◆ **RECORD EXCERPTS**
>>>

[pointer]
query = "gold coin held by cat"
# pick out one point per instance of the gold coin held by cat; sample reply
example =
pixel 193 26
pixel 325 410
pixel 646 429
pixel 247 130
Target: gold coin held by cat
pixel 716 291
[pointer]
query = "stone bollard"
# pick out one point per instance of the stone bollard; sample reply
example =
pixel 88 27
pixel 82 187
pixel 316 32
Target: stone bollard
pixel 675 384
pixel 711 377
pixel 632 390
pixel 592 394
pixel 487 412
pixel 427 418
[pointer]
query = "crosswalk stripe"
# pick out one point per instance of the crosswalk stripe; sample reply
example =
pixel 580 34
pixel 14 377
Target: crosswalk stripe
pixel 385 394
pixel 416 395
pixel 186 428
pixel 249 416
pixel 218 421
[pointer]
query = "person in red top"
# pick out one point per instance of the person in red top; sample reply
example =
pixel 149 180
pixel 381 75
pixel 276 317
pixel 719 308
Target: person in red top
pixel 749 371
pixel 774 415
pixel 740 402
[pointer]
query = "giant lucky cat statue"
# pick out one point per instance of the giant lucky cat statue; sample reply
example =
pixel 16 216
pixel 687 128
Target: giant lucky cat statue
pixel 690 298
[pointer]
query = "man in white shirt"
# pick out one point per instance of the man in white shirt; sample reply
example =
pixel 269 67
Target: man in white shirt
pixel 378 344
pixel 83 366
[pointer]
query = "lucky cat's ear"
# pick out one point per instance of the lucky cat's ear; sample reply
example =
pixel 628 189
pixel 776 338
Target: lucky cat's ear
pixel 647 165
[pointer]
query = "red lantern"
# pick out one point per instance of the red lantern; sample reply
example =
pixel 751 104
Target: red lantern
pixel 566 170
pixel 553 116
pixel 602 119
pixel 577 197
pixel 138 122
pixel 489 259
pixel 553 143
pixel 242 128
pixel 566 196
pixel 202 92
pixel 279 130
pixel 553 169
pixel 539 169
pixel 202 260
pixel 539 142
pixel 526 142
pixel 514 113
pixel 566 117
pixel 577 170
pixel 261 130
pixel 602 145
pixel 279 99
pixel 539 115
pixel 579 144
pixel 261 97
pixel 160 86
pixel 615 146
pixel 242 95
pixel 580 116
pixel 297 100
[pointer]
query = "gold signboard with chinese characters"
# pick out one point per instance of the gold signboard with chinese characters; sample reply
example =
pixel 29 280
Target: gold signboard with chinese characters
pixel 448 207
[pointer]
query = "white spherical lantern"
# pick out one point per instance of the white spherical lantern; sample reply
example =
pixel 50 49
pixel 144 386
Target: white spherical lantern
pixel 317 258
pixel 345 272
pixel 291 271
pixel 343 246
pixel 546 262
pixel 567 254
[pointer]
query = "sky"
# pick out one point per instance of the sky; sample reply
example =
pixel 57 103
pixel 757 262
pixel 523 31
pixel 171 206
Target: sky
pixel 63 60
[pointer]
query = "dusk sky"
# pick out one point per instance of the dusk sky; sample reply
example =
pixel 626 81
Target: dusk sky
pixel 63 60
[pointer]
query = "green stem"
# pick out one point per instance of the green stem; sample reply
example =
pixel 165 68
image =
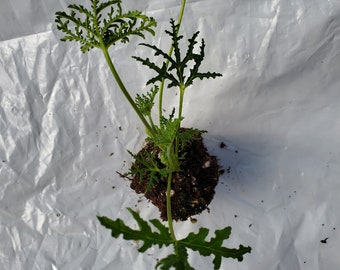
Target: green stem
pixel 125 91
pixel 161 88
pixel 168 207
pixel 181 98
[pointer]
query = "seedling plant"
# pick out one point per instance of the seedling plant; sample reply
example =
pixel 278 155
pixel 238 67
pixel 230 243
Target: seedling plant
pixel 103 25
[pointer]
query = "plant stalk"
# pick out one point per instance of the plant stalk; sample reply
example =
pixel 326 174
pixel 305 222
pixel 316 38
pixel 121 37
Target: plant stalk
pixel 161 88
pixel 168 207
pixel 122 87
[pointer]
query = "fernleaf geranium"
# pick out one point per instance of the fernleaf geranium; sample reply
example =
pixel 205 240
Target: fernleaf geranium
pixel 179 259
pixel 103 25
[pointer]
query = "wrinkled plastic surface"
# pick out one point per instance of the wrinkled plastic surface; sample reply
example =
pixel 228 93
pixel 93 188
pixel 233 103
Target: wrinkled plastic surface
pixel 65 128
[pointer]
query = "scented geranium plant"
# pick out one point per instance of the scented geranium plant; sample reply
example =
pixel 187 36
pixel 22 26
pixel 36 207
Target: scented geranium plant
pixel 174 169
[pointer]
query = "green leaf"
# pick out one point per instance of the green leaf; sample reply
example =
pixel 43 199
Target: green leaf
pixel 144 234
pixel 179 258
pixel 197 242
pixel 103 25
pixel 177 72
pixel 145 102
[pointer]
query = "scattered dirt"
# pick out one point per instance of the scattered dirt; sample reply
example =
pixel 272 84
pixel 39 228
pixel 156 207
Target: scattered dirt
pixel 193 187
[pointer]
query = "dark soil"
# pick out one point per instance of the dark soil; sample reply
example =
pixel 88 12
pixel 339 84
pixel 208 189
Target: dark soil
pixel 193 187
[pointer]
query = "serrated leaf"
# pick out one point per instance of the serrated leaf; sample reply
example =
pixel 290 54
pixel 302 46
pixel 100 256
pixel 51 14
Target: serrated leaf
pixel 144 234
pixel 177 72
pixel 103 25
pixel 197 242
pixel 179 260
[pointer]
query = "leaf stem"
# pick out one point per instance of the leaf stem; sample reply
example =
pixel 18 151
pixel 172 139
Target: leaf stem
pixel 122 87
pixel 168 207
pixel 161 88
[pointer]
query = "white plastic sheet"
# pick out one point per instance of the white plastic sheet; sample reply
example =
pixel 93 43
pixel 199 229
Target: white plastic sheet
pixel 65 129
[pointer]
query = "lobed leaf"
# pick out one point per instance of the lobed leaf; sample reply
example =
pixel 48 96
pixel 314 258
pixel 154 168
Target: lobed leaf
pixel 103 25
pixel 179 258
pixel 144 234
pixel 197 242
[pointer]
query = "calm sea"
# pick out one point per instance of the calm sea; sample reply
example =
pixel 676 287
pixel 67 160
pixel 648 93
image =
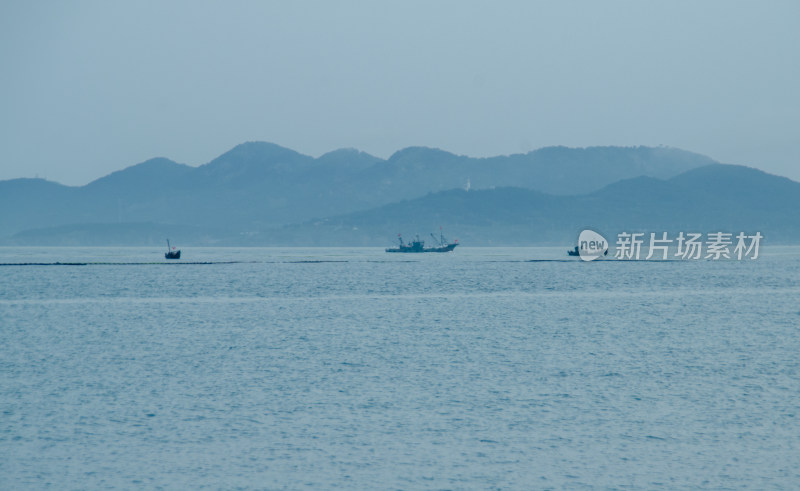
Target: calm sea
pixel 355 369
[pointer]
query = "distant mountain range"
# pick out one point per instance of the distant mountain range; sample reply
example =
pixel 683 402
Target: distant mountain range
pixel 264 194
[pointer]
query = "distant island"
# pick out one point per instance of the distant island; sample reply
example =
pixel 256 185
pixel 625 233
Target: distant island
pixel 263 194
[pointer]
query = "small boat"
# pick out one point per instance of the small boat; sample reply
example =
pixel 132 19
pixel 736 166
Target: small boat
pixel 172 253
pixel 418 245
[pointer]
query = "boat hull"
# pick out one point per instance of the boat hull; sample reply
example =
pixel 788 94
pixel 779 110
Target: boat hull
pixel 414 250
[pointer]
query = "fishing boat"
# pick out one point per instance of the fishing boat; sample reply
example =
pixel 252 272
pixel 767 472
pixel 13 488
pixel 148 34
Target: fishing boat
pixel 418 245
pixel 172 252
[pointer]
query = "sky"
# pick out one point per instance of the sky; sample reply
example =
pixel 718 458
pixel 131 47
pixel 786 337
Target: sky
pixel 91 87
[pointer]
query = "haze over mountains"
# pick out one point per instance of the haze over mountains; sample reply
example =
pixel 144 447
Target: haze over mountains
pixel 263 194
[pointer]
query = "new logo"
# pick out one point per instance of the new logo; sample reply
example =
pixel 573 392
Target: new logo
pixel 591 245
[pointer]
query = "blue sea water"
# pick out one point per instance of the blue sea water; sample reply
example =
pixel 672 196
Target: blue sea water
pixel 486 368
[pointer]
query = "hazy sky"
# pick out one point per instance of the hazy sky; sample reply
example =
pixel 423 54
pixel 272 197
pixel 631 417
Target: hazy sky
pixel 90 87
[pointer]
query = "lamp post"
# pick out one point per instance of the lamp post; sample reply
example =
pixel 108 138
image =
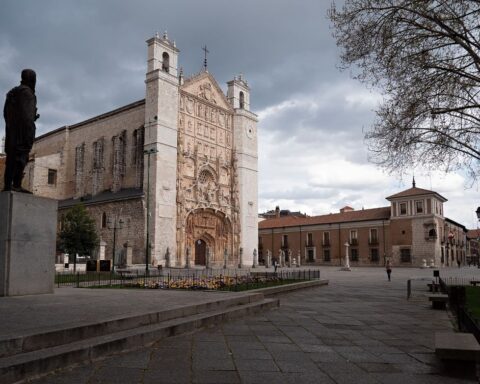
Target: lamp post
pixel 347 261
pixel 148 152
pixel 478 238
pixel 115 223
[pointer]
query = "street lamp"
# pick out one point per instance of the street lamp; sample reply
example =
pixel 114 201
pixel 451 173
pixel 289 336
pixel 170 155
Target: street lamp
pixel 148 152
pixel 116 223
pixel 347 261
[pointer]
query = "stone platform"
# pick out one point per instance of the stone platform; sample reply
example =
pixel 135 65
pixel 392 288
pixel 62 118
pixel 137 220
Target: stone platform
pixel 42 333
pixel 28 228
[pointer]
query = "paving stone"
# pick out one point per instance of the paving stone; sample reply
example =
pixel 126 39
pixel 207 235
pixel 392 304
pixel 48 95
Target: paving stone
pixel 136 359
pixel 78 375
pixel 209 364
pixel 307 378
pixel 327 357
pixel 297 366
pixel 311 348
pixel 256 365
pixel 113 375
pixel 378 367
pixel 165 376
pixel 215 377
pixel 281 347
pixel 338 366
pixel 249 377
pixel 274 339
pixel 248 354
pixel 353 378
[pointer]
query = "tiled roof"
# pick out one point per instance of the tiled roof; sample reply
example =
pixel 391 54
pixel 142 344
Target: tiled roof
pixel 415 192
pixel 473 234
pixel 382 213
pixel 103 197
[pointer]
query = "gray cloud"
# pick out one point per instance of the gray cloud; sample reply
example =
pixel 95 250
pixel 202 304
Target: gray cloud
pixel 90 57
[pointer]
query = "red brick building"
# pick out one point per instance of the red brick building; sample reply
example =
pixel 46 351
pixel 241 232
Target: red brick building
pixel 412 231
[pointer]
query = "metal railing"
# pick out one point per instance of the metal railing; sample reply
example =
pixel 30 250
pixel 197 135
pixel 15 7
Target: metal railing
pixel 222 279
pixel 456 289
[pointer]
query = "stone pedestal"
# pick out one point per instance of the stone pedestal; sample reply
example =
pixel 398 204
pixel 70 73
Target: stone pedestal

<<<

Extract every line from the rows above that contains the string "paving".

◆ **RESULT OF THE TASK**
query = "paving stone"
# pick out one point per instance of the paving stone; sample reply
Target: paving stone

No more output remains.